* TASK REQUIREMENTS:
A. From the passage below on synthetic data fidelity for actuaries, list every test or comparison it gives for checking whether synthetic rating variables match the original distributions.
B. Resume the passage below on privacy and synthetic data for ratemaking, picking up right after its last sentence.

* SOURCE PASSAGE:
Differential privacy provides the strongest formal privacy guarantee: a mathematical bound on how much any single record can influence the output. But this guarantee comes at a cost. Noise injection treats features independently, which can break the correlations between rating variables. For a ratemaking dataset where the relationship between age, territory, and loss frequency is the entire point of the analysis, destroying those correlations defeats the purpose. Privacy-utility tradeoff research consistently finds that achieving strong formal privacy bounds (small epsilon values) degrades downstream model accuracy, while weaker bounds (large epsilon) provide less meaningful privacy protection.

The Privacy-Utility Tradeoff: What Fidelity Metrics Actuaries Should Track

Synthetic data is only useful if it is statistically faithful to the original. If the synthetic generation process distorts the data enough to change pricing model outputs, the actuary has traded privacy risk for model risk, which is not an improvement. Zamstein's paper and the broader literature identify several fidelity dimensions that actuaries should evaluate before relying on synthetic data for any modeling purpose.

Marginal distribution matching. Each rating variable in the synthetic dataset should have a distribution that closely matches the original. For continuous variables like age or annual mileage, this can be assessed using the Kolmogorov-Smirnov test or by comparing kernel density plots. For categorical variables like territory or vehicle class, chi-squared tests or frequency table comparison provide the relevant metrics.

* STORED DATA:

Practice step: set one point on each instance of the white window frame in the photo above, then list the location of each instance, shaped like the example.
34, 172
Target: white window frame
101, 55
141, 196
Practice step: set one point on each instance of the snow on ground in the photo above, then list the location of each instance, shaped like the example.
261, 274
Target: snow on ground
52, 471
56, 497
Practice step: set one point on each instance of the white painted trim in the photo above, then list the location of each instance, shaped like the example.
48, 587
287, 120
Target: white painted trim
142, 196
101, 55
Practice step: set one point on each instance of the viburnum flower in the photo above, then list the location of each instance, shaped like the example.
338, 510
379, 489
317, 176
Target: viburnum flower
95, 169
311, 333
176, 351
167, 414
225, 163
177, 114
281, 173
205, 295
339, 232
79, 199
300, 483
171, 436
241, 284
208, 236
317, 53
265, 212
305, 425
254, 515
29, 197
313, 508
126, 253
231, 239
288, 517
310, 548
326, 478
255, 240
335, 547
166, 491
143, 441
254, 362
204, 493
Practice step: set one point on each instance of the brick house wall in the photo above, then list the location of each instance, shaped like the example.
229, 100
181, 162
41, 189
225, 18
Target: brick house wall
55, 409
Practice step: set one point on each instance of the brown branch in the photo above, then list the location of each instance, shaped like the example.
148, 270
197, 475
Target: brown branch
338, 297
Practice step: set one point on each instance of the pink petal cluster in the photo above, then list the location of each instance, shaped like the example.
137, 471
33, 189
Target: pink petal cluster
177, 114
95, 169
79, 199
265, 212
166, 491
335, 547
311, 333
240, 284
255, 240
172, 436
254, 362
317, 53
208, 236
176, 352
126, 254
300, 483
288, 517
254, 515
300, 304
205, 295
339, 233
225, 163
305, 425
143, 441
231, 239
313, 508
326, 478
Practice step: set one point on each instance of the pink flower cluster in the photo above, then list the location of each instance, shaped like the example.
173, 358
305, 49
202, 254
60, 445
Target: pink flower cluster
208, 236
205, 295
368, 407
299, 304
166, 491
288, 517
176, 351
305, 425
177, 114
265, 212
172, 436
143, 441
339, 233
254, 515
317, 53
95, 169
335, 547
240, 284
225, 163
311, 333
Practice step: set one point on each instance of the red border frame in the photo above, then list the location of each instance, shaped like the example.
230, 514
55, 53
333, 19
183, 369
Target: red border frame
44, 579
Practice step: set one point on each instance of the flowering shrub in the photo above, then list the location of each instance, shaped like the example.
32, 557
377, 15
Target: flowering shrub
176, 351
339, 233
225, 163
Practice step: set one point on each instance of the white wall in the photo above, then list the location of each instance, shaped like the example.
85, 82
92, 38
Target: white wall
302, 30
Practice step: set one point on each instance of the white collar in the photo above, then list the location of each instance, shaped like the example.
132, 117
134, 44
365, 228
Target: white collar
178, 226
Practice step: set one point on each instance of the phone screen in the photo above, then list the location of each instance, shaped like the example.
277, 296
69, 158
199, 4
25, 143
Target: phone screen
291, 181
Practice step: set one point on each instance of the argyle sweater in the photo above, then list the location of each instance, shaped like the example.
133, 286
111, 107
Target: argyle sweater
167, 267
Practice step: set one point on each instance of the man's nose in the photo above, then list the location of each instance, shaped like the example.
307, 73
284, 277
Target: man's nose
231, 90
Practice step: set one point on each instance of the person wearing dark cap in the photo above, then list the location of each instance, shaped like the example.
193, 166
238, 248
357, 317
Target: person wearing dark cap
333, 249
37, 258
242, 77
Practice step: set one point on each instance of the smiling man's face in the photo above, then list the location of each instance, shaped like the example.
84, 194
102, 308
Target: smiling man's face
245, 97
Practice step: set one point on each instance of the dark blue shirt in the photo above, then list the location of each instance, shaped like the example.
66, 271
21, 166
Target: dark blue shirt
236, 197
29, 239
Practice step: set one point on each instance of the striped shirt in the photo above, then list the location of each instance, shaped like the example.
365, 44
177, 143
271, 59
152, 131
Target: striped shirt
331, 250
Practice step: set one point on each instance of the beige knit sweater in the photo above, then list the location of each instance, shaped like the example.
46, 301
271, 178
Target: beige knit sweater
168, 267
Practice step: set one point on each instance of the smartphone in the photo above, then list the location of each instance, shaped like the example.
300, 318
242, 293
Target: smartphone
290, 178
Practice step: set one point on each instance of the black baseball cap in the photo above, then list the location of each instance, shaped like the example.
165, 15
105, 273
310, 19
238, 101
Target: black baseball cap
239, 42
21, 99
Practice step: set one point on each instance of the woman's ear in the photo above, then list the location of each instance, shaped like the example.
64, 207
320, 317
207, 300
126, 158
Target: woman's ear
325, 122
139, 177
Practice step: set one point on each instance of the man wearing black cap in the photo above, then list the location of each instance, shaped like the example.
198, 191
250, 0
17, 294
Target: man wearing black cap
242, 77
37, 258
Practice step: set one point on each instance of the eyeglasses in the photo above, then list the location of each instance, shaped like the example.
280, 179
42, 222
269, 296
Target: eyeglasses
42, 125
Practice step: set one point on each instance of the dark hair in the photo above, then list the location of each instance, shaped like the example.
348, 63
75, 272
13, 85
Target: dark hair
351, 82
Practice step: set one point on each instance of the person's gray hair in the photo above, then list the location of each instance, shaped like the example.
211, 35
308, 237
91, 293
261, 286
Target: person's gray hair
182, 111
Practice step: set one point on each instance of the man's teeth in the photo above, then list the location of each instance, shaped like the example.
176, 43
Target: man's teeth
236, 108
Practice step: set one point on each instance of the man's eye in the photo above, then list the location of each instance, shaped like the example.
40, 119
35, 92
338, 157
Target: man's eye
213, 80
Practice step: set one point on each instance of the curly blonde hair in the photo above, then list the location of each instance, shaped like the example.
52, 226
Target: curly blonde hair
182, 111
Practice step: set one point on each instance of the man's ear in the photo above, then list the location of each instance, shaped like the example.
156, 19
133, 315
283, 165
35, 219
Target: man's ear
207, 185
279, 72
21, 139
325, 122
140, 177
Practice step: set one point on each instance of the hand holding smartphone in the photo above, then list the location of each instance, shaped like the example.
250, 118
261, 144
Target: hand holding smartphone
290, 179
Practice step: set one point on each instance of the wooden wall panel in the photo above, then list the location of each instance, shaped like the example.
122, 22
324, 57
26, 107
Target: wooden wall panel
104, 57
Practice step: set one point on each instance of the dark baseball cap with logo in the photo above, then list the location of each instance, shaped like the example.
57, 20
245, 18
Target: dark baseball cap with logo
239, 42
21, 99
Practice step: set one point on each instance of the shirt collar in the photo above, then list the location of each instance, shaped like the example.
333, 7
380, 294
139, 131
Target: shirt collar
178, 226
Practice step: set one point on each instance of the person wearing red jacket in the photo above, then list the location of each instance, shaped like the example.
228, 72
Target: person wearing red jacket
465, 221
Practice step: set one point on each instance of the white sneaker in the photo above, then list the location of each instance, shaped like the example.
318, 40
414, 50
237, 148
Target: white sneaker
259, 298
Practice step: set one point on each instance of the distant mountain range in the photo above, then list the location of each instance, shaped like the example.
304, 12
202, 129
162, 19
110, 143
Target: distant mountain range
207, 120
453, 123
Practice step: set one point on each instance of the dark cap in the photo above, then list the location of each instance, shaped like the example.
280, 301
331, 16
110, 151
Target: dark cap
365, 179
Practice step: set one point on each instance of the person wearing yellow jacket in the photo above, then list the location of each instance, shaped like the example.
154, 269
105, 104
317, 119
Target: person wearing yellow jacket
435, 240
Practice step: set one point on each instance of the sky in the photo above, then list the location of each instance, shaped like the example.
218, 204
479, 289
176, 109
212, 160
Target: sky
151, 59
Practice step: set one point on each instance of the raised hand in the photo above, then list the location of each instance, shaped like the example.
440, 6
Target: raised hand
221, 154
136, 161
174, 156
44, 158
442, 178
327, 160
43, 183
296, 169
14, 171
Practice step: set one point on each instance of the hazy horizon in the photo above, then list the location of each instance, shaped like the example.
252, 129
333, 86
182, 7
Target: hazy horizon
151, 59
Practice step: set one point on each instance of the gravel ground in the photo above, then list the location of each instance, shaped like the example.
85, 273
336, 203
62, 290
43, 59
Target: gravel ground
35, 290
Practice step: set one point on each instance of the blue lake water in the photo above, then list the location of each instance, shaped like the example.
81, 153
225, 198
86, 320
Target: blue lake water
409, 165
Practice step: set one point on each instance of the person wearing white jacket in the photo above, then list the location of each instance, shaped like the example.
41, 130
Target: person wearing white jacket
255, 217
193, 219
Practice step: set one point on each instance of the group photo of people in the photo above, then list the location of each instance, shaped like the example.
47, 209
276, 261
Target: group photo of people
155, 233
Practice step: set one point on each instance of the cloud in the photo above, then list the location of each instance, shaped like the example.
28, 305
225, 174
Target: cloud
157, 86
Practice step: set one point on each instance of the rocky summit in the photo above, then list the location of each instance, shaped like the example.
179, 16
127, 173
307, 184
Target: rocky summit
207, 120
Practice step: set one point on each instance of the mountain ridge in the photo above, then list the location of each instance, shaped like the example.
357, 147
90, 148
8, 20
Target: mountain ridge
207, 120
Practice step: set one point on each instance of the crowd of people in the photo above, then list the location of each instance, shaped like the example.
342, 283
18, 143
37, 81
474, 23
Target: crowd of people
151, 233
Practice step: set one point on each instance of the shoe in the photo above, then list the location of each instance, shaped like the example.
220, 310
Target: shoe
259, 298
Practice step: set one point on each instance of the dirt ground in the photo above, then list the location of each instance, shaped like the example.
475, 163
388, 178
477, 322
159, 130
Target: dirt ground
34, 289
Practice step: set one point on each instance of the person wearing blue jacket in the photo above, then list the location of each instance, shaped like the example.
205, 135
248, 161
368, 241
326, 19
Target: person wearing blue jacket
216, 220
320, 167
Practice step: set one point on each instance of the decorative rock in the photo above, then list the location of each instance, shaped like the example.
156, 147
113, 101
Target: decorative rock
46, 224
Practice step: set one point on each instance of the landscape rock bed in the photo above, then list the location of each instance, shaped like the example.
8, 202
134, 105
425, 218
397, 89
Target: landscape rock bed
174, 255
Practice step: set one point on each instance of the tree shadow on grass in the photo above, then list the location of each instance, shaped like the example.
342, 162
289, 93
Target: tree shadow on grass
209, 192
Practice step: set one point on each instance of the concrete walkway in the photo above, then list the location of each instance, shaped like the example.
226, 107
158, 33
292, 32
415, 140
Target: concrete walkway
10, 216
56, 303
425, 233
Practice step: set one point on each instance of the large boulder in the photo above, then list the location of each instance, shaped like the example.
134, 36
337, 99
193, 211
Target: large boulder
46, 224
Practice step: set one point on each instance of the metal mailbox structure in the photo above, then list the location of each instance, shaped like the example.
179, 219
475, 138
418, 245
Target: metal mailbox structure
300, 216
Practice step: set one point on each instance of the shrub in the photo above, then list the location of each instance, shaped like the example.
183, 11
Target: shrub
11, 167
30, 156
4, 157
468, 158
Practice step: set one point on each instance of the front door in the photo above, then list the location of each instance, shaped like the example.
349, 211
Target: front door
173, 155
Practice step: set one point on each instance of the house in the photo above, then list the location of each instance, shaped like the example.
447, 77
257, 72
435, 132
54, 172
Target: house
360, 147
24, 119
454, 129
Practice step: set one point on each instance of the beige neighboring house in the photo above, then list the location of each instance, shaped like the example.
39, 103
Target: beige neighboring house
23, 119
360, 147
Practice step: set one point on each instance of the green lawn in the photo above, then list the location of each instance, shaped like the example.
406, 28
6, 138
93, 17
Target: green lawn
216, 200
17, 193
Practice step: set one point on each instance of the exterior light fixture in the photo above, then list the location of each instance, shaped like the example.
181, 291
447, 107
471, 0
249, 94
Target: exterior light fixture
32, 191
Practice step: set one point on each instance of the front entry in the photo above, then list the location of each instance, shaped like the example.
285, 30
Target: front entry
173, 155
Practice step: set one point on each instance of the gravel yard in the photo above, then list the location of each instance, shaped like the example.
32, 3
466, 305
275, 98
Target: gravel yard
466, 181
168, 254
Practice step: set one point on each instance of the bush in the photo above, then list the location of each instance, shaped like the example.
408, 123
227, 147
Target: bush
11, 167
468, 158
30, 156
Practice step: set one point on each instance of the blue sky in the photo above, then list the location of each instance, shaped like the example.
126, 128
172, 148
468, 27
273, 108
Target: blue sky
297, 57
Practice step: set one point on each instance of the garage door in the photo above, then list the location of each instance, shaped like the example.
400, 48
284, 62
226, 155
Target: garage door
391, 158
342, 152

* RESPONSES IN ORDER:
A.
Kolmogorov-Smirnov test
kernel density plot comparison
chi-squared tests
frequency table comparison

B.
Bivariate relationship preservation. The correlation structure between pairs of variables must be maintained. If age and claim frequency are correlated in the original data, the synthetic data must preserve that correlation at comparable magnitude. Correlation matrices, cross-tabulations, and pairwise scatter plots serve as validation tools.

Multivariate GLM equivalence. The most demanding test: does a GLM trained on synthetic data produce coefficient estimates, standard errors, and predicted values comparable to the same model specification trained on original data? This is the metric that matters most for ratemaking because it directly measures whether the synthetic data supports the same pricing conclusions as the real data.

Feature importance stability. For tree-based models (gradient boosting, random forests) used increasingly in ratemaking, the ranking and relative magnitude of feature importances should be stable between models trained on synthetic versus original data. Earnix's testing on the 40,000-observation auto insurance dataset confirmed this stability for gradient boosting models.

Privacy metrics. On the privacy side, membership inference tests measure whether an attacker with access to the synthetic data and knowledge of a specific individual can determine whether that individual was in the original dataset. Recent work on quantifying membership disclosure risk using kernel density estimators provides a principled framework for this assessment. The goal is a synthetic dataset where membership inference attacks perform no better than random guessing.

From tracking the development of these validation approaches, the pattern is clear: no single metric suffices. Actuaries evaluating synthetic data for production use should apply the full battery of univariate, bivariate, multivariate, and privacy metrics before making any reliance determination. This is consistent with the professional judgment framework in ASOP No. 56, which requires actuaries to assess whether data used as model inputs is consistent with the intended purpose.

The Regulatory Acceptance Gap: Zero State DOIs Have Blessed Synthetic-Data Filings

This is the central bottleneck. The CAS has validated the methodology through its prize selection process. Carrier data science teams are experimenting with synthetic data generation. But no state department of insurance has formally accepted a rate filing where synthetic data was cited as a primary modeling input, and no state has issued guidance on how synthetic data should be documented or validated in the filing process.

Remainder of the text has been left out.